* _What you need to do_
Print out the entries below with no edits.

start Input

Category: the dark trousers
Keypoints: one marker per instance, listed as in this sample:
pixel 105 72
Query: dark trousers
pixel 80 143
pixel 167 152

end Input

* _Finished exercise_
Category: the dark trousers
Keypoints: one marker per instance, listed as in this sample:
pixel 105 72
Query: dark trousers
pixel 80 143
pixel 167 152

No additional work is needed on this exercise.